Written instruction:
Please count the lines in the items below that contain the string "plant". Give only the number.

Given records:
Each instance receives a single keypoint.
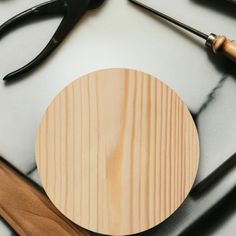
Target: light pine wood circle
(117, 151)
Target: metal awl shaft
(176, 22)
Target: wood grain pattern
(28, 210)
(117, 151)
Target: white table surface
(120, 35)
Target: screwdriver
(217, 43)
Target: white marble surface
(120, 35)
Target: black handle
(72, 10)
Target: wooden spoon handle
(225, 46)
(27, 209)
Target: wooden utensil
(117, 151)
(27, 209)
(218, 43)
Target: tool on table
(27, 209)
(72, 10)
(218, 43)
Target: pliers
(71, 10)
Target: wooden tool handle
(27, 209)
(225, 46)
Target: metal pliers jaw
(72, 10)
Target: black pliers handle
(72, 10)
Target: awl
(217, 43)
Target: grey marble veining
(120, 35)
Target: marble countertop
(121, 35)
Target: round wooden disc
(117, 151)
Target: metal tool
(218, 43)
(72, 10)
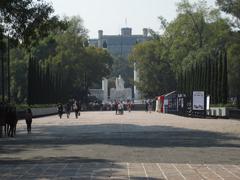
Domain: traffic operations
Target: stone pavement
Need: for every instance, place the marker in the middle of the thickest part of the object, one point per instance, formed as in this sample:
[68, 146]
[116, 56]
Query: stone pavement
[120, 171]
[136, 145]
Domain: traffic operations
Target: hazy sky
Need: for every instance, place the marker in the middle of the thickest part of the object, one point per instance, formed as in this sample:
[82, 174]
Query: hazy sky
[111, 15]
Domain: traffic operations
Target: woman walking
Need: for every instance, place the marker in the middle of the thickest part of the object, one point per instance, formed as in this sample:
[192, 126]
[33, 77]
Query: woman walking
[28, 118]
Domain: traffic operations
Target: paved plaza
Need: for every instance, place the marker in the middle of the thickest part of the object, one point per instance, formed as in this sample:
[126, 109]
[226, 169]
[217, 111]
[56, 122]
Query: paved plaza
[136, 145]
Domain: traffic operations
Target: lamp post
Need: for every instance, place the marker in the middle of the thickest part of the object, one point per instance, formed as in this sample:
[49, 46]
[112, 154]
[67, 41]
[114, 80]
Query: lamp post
[3, 82]
[8, 66]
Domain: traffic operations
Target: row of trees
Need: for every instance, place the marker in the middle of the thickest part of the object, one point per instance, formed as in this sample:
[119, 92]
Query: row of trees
[190, 47]
[44, 86]
[209, 76]
[51, 61]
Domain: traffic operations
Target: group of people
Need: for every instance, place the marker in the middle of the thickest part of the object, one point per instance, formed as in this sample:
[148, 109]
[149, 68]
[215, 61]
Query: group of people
[148, 105]
[68, 108]
[119, 106]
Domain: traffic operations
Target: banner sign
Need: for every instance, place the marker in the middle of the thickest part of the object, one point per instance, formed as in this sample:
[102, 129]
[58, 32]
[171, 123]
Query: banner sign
[198, 100]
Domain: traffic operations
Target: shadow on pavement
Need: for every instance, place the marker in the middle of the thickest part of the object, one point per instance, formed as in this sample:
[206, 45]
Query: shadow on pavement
[118, 134]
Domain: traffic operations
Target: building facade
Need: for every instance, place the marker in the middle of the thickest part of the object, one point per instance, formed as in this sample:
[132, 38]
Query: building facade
[121, 45]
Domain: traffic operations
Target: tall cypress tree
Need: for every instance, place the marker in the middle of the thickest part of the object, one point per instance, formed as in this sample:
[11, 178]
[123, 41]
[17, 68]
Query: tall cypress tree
[213, 81]
[225, 78]
[220, 76]
[216, 80]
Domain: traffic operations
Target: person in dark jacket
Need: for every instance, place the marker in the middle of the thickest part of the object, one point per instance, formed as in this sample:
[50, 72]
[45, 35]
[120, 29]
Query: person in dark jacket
[28, 118]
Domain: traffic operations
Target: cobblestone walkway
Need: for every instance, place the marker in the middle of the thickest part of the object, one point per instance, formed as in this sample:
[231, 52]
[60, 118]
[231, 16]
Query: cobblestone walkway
[120, 171]
[137, 145]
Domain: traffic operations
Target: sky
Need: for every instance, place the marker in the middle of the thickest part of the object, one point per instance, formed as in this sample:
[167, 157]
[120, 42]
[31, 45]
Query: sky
[111, 15]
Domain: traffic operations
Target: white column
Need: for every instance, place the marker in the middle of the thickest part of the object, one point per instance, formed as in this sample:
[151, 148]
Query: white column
[105, 89]
[136, 79]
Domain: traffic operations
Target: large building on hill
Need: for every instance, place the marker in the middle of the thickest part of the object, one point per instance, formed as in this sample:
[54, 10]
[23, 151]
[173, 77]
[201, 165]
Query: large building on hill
[119, 45]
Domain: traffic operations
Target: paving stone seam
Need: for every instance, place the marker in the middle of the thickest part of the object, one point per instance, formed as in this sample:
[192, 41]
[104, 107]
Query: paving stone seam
[197, 172]
[179, 171]
[237, 167]
[61, 170]
[214, 172]
[229, 171]
[145, 170]
[164, 175]
[26, 172]
[128, 171]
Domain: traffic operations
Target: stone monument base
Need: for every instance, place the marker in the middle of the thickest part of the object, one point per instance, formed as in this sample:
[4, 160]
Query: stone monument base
[121, 94]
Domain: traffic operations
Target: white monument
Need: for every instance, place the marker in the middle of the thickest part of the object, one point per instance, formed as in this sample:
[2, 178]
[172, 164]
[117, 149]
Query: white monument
[120, 93]
[119, 83]
[105, 89]
[136, 79]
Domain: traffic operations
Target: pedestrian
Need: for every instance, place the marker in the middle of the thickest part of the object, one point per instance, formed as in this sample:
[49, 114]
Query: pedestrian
[60, 110]
[79, 108]
[146, 105]
[129, 106]
[68, 110]
[28, 118]
[76, 108]
[116, 106]
[150, 106]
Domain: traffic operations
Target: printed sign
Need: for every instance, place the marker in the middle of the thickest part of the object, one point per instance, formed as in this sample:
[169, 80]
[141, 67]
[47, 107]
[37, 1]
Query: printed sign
[198, 100]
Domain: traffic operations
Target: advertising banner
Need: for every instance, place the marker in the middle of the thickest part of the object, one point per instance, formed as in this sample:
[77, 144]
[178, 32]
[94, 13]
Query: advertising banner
[198, 100]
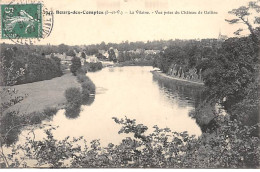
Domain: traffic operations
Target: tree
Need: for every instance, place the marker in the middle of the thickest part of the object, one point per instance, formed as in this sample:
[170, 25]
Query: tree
[75, 66]
[111, 54]
[71, 53]
[242, 16]
[62, 48]
[83, 55]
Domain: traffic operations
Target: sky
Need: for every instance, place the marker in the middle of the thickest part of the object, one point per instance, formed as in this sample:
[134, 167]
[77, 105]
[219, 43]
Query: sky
[91, 29]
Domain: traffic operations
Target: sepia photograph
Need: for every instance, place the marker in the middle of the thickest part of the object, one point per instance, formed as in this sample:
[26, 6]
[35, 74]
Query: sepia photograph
[129, 84]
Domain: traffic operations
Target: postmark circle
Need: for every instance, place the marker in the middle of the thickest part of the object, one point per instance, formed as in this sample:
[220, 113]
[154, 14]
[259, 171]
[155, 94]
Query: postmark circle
[26, 22]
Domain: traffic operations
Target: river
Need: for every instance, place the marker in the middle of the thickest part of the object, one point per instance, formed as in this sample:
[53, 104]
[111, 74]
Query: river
[127, 91]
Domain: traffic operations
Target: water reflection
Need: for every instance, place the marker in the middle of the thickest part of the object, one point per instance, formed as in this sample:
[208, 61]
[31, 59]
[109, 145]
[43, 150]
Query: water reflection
[72, 111]
[179, 92]
[133, 92]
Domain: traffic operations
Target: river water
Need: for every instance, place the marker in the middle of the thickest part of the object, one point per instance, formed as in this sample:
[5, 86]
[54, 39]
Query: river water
[132, 92]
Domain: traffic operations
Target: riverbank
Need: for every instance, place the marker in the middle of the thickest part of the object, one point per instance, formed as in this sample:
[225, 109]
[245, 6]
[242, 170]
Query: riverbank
[161, 75]
[43, 94]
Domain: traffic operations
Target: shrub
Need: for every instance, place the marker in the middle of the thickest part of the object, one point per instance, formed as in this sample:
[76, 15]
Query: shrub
[72, 110]
[73, 95]
[10, 128]
[36, 118]
[89, 85]
[50, 111]
[81, 78]
[75, 66]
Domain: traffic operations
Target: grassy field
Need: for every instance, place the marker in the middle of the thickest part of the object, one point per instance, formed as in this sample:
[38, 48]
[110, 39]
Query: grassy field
[44, 94]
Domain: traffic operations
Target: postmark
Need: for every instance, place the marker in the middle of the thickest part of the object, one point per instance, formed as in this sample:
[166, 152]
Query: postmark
[25, 22]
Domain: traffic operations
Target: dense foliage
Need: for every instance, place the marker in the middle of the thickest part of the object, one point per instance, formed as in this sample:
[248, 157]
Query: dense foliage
[75, 65]
[230, 147]
[35, 67]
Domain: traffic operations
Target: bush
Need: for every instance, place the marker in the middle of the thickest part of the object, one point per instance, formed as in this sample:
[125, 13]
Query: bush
[50, 111]
[81, 78]
[73, 96]
[72, 111]
[75, 66]
[36, 118]
[89, 85]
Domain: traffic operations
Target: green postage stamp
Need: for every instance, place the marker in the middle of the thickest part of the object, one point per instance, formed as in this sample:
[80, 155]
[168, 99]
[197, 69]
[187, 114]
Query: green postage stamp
[21, 21]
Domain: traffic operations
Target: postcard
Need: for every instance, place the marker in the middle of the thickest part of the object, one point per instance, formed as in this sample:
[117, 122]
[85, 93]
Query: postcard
[129, 84]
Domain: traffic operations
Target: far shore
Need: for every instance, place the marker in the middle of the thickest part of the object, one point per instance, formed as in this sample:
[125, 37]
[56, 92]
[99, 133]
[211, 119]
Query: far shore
[43, 94]
[165, 76]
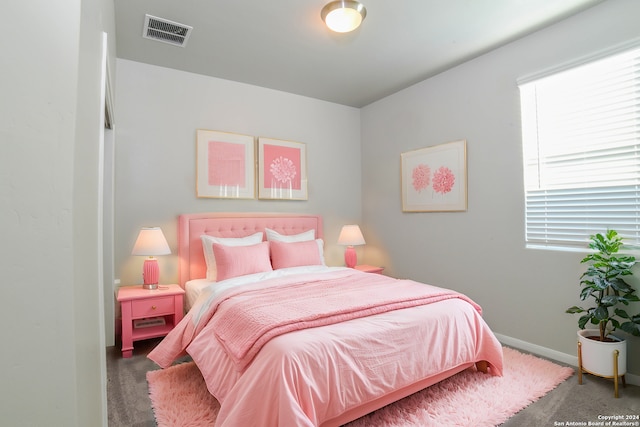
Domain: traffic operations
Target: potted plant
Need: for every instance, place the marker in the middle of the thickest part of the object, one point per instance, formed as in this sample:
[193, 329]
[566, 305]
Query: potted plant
[604, 283]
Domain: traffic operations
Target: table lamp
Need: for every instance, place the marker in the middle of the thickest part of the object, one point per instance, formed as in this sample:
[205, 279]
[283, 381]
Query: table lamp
[350, 235]
[150, 242]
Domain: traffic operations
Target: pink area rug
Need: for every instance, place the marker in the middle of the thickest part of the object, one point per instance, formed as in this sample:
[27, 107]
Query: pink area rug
[180, 398]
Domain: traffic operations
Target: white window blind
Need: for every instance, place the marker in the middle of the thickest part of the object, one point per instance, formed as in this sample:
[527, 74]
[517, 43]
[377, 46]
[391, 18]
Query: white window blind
[581, 146]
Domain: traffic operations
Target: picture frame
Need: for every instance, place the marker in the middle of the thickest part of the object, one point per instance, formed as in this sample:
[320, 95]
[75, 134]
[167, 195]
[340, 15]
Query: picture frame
[225, 165]
[282, 169]
[434, 179]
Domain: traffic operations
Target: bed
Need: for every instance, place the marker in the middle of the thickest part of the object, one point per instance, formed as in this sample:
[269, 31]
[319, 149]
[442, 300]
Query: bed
[339, 343]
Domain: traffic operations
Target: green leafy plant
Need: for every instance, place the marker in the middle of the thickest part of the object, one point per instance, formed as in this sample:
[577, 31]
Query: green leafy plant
[604, 282]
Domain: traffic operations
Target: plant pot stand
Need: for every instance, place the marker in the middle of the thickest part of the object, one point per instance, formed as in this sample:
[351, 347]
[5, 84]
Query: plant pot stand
[615, 376]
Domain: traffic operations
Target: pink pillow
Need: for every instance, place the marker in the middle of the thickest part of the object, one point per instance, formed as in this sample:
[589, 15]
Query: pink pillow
[233, 261]
[295, 254]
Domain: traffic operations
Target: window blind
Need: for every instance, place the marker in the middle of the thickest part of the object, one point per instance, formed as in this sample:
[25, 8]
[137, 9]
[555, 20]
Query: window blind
[581, 148]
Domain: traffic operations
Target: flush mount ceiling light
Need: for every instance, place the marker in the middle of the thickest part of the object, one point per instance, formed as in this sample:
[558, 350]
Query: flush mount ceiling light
[343, 16]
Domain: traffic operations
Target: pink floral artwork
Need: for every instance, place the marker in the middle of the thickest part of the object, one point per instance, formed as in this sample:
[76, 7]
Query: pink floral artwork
[443, 180]
[282, 167]
[226, 163]
[421, 177]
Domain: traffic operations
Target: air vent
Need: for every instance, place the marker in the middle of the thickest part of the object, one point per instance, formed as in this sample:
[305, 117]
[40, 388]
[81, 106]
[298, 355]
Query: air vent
[166, 31]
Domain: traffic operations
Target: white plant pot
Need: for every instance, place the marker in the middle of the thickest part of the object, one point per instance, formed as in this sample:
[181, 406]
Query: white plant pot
[598, 357]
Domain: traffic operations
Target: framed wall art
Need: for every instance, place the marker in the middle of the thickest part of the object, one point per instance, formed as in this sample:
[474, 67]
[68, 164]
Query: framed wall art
[225, 165]
[434, 179]
[282, 169]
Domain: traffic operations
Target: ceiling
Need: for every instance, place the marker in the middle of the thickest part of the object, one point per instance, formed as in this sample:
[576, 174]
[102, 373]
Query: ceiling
[284, 45]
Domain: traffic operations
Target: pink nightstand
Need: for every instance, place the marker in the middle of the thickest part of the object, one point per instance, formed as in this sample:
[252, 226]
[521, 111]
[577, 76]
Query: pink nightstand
[369, 268]
[148, 313]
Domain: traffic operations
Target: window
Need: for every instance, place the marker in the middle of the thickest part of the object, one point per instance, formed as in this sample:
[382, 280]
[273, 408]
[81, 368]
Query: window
[581, 147]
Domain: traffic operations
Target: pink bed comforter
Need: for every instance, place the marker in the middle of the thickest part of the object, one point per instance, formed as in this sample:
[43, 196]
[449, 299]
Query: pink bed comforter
[369, 336]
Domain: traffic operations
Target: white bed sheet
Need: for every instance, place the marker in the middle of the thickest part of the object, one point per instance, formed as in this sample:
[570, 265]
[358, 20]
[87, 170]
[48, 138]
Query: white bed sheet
[193, 289]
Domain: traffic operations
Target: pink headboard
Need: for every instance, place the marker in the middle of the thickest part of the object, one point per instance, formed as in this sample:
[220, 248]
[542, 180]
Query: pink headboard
[191, 263]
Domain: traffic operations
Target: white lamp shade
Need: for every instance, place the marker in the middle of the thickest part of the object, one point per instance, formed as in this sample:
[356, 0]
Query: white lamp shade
[151, 242]
[351, 235]
[343, 16]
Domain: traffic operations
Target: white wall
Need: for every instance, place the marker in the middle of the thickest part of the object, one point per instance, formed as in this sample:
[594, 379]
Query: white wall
[50, 359]
[158, 112]
[481, 252]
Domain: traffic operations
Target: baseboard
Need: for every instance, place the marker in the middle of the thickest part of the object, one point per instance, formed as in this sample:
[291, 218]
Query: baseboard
[553, 354]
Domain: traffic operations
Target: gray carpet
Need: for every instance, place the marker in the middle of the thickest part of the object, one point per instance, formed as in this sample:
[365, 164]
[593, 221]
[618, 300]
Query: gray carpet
[129, 404]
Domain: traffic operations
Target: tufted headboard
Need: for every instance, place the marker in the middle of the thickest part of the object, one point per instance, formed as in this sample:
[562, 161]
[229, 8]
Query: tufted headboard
[191, 263]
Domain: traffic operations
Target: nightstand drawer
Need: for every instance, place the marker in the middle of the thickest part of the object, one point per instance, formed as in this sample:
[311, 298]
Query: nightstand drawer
[151, 308]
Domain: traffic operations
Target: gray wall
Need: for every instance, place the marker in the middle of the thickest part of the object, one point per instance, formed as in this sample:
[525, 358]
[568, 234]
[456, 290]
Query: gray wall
[481, 252]
[158, 112]
[52, 357]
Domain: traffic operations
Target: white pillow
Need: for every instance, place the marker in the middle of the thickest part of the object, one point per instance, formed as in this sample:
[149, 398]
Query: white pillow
[207, 247]
[273, 235]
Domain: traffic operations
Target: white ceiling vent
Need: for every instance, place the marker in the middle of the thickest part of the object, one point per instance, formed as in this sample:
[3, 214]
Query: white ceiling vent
[166, 31]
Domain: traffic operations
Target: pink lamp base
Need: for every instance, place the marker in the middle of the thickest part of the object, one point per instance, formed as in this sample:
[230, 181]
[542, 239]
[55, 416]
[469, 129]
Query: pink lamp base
[350, 257]
[150, 273]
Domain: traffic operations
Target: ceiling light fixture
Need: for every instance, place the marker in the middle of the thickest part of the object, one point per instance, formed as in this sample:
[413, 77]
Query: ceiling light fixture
[343, 16]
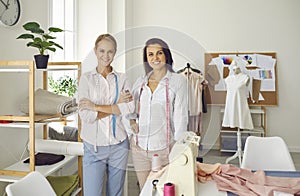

Result for this task:
8